- EXERCISE PROMPT
Please turn the records into a Markdown table with columns "No." and "Text", one row per line with its row number, skipping blank lines and leaving out the pictures. Begin at the line that contains "Objective — for every instance of the ground-floor" and continue through the end of the records.
* begin SOURCE MATERIAL *
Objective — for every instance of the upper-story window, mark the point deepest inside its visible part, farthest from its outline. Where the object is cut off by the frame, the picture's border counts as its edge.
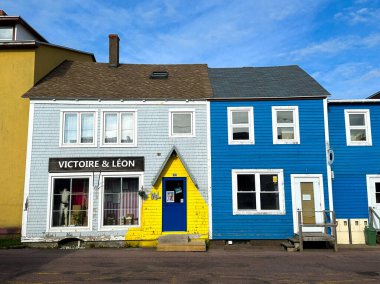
(78, 128)
(119, 128)
(358, 127)
(6, 33)
(181, 123)
(285, 125)
(240, 125)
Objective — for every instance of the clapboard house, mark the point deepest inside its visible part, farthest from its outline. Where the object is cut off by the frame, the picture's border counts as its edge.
(115, 151)
(268, 152)
(354, 127)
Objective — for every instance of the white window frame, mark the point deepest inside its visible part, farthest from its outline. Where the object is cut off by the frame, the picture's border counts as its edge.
(250, 125)
(295, 125)
(79, 113)
(53, 176)
(101, 227)
(181, 111)
(367, 127)
(257, 173)
(118, 112)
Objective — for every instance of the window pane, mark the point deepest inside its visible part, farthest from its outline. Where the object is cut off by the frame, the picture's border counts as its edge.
(87, 128)
(246, 182)
(358, 135)
(130, 201)
(240, 133)
(182, 123)
(239, 117)
(285, 132)
(112, 200)
(357, 119)
(70, 202)
(268, 183)
(127, 128)
(6, 33)
(70, 128)
(270, 201)
(284, 116)
(110, 128)
(246, 200)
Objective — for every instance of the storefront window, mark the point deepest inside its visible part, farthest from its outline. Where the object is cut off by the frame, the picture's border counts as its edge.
(121, 201)
(70, 202)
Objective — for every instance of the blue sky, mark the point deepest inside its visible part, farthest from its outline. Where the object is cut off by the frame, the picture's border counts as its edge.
(336, 41)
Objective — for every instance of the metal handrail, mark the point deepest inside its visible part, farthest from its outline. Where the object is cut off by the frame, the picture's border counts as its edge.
(329, 220)
(372, 214)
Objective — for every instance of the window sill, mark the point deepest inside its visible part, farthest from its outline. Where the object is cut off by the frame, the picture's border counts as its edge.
(117, 228)
(286, 142)
(118, 146)
(360, 144)
(249, 212)
(69, 229)
(78, 146)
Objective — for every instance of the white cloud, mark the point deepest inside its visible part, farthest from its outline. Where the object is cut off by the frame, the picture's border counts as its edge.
(335, 46)
(359, 15)
(350, 80)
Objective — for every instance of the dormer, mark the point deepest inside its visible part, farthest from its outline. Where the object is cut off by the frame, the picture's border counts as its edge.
(14, 28)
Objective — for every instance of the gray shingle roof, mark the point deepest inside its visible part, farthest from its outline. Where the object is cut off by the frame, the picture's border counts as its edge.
(89, 80)
(264, 82)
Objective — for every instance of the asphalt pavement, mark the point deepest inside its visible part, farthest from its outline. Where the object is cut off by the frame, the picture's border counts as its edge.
(361, 265)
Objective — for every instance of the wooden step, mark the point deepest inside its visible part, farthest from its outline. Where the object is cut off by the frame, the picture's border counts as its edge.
(174, 238)
(180, 242)
(289, 246)
(193, 245)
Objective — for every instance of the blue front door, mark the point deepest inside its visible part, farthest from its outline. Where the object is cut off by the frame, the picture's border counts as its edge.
(174, 204)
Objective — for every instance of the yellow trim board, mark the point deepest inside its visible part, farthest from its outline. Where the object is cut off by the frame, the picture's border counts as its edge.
(151, 211)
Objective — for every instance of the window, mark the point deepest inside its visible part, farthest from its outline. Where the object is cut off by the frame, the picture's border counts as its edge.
(240, 125)
(119, 128)
(6, 33)
(70, 202)
(258, 192)
(121, 201)
(285, 125)
(78, 129)
(181, 123)
(358, 127)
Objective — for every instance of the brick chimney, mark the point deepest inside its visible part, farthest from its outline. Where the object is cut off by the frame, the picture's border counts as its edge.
(113, 50)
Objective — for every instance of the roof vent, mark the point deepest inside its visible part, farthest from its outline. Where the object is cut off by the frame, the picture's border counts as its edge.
(159, 75)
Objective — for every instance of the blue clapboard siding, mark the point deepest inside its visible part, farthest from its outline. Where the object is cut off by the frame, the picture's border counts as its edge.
(308, 157)
(352, 163)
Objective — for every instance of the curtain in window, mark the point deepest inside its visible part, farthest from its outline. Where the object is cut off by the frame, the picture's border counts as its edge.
(87, 128)
(121, 201)
(127, 128)
(70, 132)
(110, 129)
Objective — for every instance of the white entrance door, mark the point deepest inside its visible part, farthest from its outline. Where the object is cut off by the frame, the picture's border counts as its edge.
(307, 196)
(373, 191)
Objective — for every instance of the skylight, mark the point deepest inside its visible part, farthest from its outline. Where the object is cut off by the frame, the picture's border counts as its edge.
(159, 75)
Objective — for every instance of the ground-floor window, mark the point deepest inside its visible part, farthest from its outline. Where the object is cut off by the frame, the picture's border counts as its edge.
(121, 201)
(258, 191)
(70, 201)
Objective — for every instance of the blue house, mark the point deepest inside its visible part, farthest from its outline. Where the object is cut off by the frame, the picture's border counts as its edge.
(268, 152)
(354, 127)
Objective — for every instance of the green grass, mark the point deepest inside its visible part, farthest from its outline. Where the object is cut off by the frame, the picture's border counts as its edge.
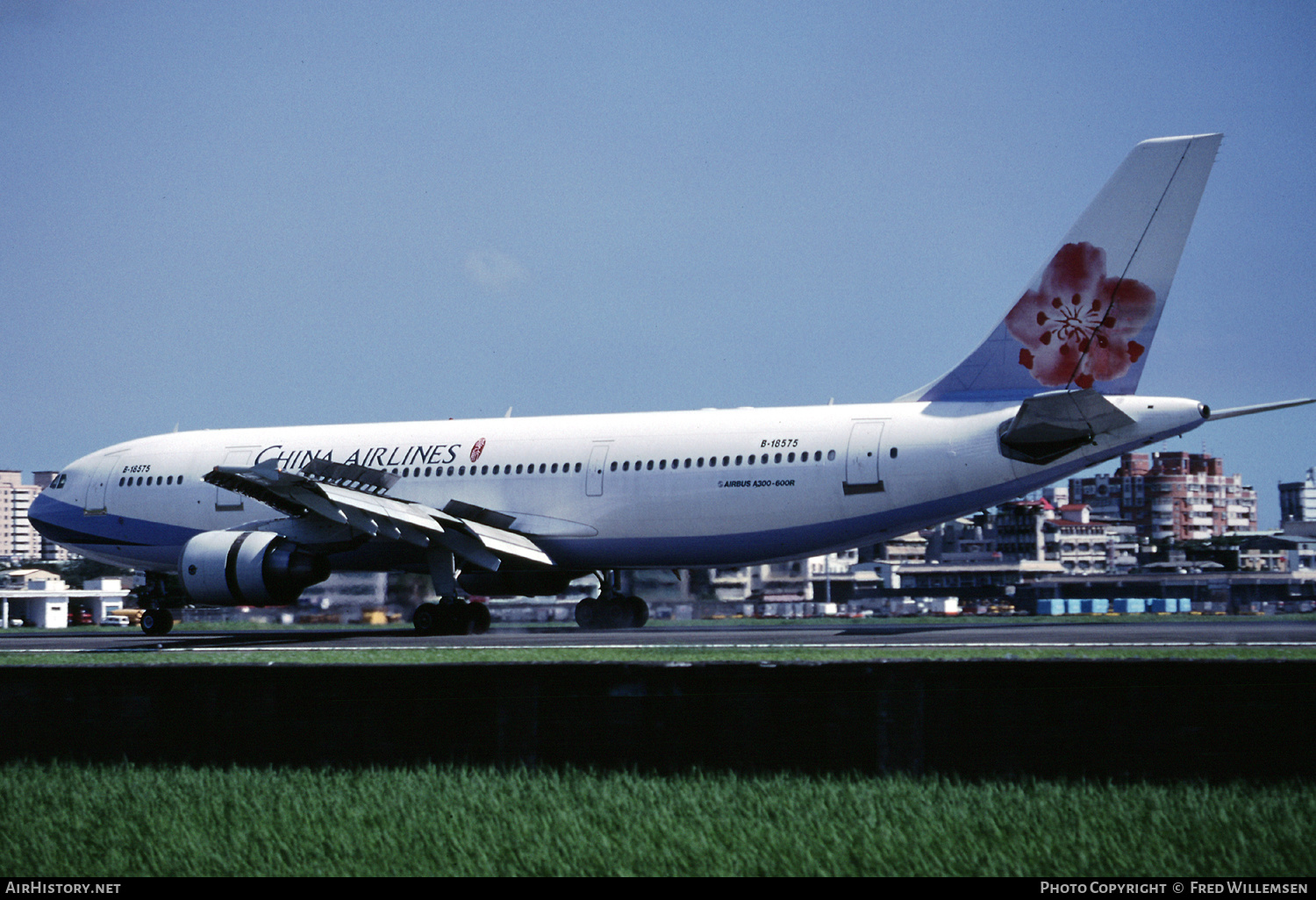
* end SOURCE MATERIAL *
- SOLVED EXERCISE
| No. | Text |
|---|---|
| 1 | Objective — for every instance of the ground-floor window, mark the point deepest inside its visible part, farthest from its outline. Where the object is cut off by the frame, the picture's border counts as its edge. |
| 2 | (121, 201) |
| 3 | (258, 191) |
| 4 | (70, 201) |
| 5 | Objective — for every instance of the blue house, mark the point deepest inside its visible part, farthest from its outline. Where the object is cut off by the frame, the picture's border counts as its edge. |
| 6 | (268, 152) |
| 7 | (354, 127) |
| 8 | Objective — for every instance of the green grass, mark the point deepest inside its visible part, farthest from its outline. Where the object is cut off by the frame, the picture's border counts as its edge. |